ЗАДАНИЕ » Выпишите из текста о лекциях Николая Дмитриевича все реплики прямой речи и укажите, кто произносит каждую.

ТЕКСТ ДЛЯ ЧТЕНИЯ »
=-=-=
Второе полугодие выдалось спокойным, и все лекции Николая Дмитриевича были записаны мною слово в слово. Были учтены все ссылки на публикации в различных журналах и в машинописных сборниках. В то время как мои однокурсники-«хорошисты» расслабились, моё внимание было предельно собрано. Нужно было войти в образ мыслей заслуженного профессора, понять нить рассуждений изнутри. Важно было знать, что думает Николай Дмитриевич по данному вопросу.
Похожая ситуация сложилась в застойные годы на одном из гуманитарных факультетов Ленинградского государственного университета. Одна профессорша-марксистка спрашивала у студентов на экзамене: »А что я думаю по данному вопросу?« И студент вполне серьёзно отвечал: »По данному вопросу Вы думаете то-то и то-то«. Запредельный бред состоял в том, что истеричная дамочка поясняла: »Нет! Так я думала раньше, ещё полгода назад. Теперь я так уже не думаю".
К счастью, Николай Дмитриевич обладал устоявшимися взглядами на предмет своих исследований, и нам, студентам, было в этом смысле полегче.
=-=-=
ИСХОДНЫЙ МАТЕРИАЛ »
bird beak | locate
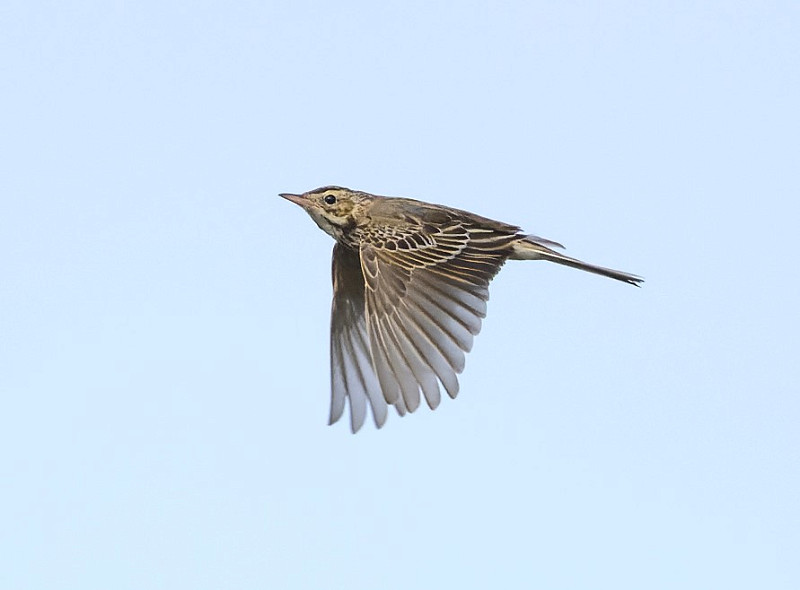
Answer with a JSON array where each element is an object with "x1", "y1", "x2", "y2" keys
=-=-=
ОТВЕТ »
1. «А что я думаю по данному вопросу?» говорит профессорша-марксистка.
2. «По данному вопросу Вы думаете то-то и то-то» говорит студент.
3. «Нет! Так я думала раньше, ещё полгода назад. Теперь я так уже не думаю» говорит профессорша-марксистка.